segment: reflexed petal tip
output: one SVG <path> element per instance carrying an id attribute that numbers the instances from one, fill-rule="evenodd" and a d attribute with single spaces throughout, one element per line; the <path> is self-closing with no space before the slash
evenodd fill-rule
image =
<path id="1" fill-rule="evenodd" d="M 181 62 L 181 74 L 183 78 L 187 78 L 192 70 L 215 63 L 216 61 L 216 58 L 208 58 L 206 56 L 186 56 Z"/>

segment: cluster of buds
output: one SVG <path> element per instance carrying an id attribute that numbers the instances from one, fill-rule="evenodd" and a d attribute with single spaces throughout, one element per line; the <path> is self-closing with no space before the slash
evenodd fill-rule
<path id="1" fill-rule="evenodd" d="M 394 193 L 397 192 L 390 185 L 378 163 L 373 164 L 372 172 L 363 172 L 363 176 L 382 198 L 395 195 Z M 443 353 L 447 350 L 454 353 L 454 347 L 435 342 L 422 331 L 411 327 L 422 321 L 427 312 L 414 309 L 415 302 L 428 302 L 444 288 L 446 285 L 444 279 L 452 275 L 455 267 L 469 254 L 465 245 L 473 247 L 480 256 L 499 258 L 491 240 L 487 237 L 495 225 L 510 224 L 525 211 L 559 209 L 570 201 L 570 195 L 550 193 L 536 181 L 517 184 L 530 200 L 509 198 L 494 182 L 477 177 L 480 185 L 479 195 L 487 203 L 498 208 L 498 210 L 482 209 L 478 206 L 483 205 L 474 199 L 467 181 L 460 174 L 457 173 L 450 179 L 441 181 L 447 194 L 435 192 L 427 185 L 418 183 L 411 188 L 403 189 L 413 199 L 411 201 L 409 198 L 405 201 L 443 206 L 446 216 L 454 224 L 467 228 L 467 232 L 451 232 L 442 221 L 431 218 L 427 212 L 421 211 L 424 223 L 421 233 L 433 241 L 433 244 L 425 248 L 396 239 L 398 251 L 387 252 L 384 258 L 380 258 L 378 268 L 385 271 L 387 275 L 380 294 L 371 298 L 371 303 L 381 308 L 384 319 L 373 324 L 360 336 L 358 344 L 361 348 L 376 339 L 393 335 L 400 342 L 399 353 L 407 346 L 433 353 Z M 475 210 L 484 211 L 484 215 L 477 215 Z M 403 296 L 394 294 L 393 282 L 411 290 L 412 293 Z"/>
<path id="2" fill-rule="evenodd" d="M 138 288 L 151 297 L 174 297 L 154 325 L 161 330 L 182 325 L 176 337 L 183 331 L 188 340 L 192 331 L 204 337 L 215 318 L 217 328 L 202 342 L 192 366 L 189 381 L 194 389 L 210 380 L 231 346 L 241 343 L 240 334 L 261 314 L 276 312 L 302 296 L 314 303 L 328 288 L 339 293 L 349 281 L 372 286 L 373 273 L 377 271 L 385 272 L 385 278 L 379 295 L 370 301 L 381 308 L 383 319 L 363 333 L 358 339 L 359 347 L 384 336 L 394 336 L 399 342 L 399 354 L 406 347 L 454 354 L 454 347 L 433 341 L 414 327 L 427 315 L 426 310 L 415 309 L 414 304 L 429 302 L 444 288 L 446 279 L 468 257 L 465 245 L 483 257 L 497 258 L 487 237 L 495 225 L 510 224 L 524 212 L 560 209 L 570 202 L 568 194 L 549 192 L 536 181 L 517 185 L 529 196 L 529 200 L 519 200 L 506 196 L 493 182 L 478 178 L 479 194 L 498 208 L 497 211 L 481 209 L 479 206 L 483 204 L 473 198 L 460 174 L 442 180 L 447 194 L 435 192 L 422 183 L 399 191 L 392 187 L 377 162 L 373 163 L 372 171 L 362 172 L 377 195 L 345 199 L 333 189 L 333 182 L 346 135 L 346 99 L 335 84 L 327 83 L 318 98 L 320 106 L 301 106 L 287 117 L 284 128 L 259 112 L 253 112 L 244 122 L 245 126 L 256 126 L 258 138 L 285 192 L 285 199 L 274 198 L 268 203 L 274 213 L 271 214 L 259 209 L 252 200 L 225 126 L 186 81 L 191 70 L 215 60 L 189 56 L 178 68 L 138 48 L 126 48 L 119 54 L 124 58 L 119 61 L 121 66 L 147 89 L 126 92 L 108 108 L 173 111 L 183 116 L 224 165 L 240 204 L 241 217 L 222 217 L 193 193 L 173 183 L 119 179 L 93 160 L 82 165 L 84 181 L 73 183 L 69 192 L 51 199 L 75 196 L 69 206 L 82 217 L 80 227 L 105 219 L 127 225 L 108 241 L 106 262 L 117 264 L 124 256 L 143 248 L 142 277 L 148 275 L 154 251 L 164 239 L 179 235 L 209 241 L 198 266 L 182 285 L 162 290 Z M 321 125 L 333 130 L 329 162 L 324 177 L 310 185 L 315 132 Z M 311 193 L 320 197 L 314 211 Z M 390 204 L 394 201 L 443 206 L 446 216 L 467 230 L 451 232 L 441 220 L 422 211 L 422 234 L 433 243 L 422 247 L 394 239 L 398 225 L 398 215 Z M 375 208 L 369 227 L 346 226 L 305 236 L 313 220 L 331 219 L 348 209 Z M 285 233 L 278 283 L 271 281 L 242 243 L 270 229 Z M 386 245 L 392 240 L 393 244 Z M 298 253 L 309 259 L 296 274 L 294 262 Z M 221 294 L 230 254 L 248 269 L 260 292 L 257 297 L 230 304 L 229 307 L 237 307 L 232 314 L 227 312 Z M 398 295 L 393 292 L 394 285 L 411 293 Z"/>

---

> [Your instructions]: Word for word, transcribe the complete listing.

> [Written reply]:
segment: reflexed petal tip
output: one SVG <path> element per instance carrying an id attribute that numbers the instances from one, fill-rule="evenodd" and a d attribute with single spaces throughout, one element per line; the <path> is self-closing with no space before the slash
evenodd fill-rule
image =
<path id="1" fill-rule="evenodd" d="M 181 62 L 181 74 L 183 78 L 187 78 L 192 70 L 215 63 L 216 61 L 216 58 L 208 58 L 206 56 L 186 56 Z"/>

segment: cluster of buds
output: one SVG <path> element per instance carrying an id attribute that numbers the instances from one, fill-rule="evenodd" and a d attribute with single spaces throughout, one element per line; the <path> is self-closing with no space before the slash
evenodd fill-rule
<path id="1" fill-rule="evenodd" d="M 394 193 L 397 192 L 390 185 L 378 163 L 373 164 L 372 172 L 363 172 L 363 176 L 382 198 L 395 195 Z M 443 353 L 447 350 L 454 353 L 454 347 L 435 342 L 422 331 L 411 327 L 422 321 L 427 312 L 414 309 L 415 302 L 428 302 L 444 288 L 446 285 L 444 279 L 452 275 L 455 267 L 469 254 L 465 245 L 473 247 L 480 256 L 499 258 L 491 240 L 487 237 L 495 225 L 510 224 L 525 211 L 559 209 L 570 201 L 570 195 L 550 193 L 536 181 L 517 184 L 530 200 L 509 198 L 494 182 L 477 177 L 480 185 L 479 195 L 487 203 L 498 208 L 498 210 L 482 209 L 478 206 L 483 205 L 474 199 L 467 181 L 460 174 L 457 173 L 450 179 L 441 181 L 447 194 L 435 192 L 427 185 L 418 183 L 411 188 L 403 189 L 413 199 L 411 201 L 409 198 L 405 201 L 443 206 L 446 216 L 454 224 L 467 228 L 467 232 L 451 232 L 442 221 L 431 218 L 427 212 L 421 211 L 424 223 L 421 233 L 433 241 L 433 244 L 425 248 L 396 239 L 398 251 L 387 252 L 384 258 L 380 258 L 378 268 L 385 271 L 387 275 L 380 294 L 371 298 L 371 303 L 381 308 L 384 319 L 373 324 L 360 336 L 358 344 L 361 348 L 376 339 L 393 335 L 400 342 L 399 353 L 407 346 L 433 353 Z M 475 210 L 484 211 L 484 215 L 477 215 Z M 403 296 L 394 294 L 393 282 L 411 290 L 412 293 Z"/>
<path id="2" fill-rule="evenodd" d="M 138 288 L 151 297 L 174 297 L 154 325 L 161 330 L 182 325 L 176 337 L 183 331 L 188 340 L 192 331 L 204 337 L 215 318 L 217 328 L 202 342 L 192 366 L 189 381 L 194 389 L 210 380 L 231 346 L 241 343 L 240 334 L 261 314 L 276 312 L 302 296 L 314 303 L 328 288 L 339 293 L 349 281 L 372 286 L 373 273 L 377 271 L 385 272 L 385 278 L 379 295 L 370 301 L 381 308 L 383 319 L 363 333 L 358 339 L 359 347 L 384 336 L 394 336 L 399 342 L 399 354 L 406 347 L 454 354 L 454 347 L 433 341 L 414 327 L 427 315 L 426 310 L 415 309 L 414 304 L 429 302 L 444 288 L 446 279 L 468 257 L 465 245 L 483 257 L 497 258 L 487 237 L 495 225 L 510 224 L 524 212 L 560 209 L 570 202 L 568 194 L 549 192 L 536 181 L 517 185 L 529 196 L 529 200 L 519 200 L 506 196 L 493 182 L 478 178 L 479 194 L 498 208 L 497 211 L 481 209 L 479 206 L 483 204 L 473 198 L 460 174 L 442 180 L 447 194 L 435 192 L 422 183 L 399 191 L 392 187 L 377 162 L 373 163 L 372 171 L 362 172 L 377 195 L 345 199 L 333 189 L 333 182 L 346 135 L 346 99 L 335 84 L 327 83 L 318 98 L 320 106 L 301 106 L 287 117 L 284 128 L 259 112 L 253 112 L 244 122 L 245 126 L 256 126 L 258 138 L 285 192 L 285 199 L 274 198 L 268 203 L 274 213 L 271 214 L 259 209 L 252 200 L 225 126 L 186 81 L 191 70 L 215 60 L 189 56 L 178 68 L 138 48 L 126 48 L 119 54 L 124 58 L 119 61 L 121 66 L 147 89 L 126 92 L 108 108 L 173 111 L 183 116 L 224 165 L 240 204 L 241 217 L 222 217 L 193 193 L 173 183 L 119 179 L 93 160 L 82 165 L 84 181 L 73 183 L 69 192 L 51 199 L 75 196 L 69 206 L 82 217 L 80 227 L 105 219 L 127 225 L 108 241 L 106 262 L 117 264 L 124 256 L 143 248 L 142 277 L 148 275 L 154 251 L 164 239 L 179 235 L 209 241 L 198 266 L 182 285 L 162 290 Z M 321 125 L 333 130 L 329 162 L 324 177 L 310 185 L 315 132 Z M 311 193 L 320 197 L 314 211 Z M 390 204 L 394 201 L 443 206 L 446 216 L 467 230 L 451 232 L 441 220 L 422 211 L 422 234 L 433 243 L 422 247 L 394 239 L 398 225 L 398 215 Z M 375 208 L 369 227 L 346 226 L 305 236 L 313 220 L 331 219 L 348 209 Z M 285 233 L 278 283 L 271 281 L 242 243 L 270 229 Z M 386 245 L 392 240 L 393 244 Z M 298 253 L 309 259 L 296 274 L 294 262 Z M 221 294 L 230 254 L 248 269 L 260 292 L 257 297 L 230 304 L 229 307 L 237 307 L 232 314 L 227 312 Z M 398 295 L 393 292 L 394 285 L 411 293 Z"/>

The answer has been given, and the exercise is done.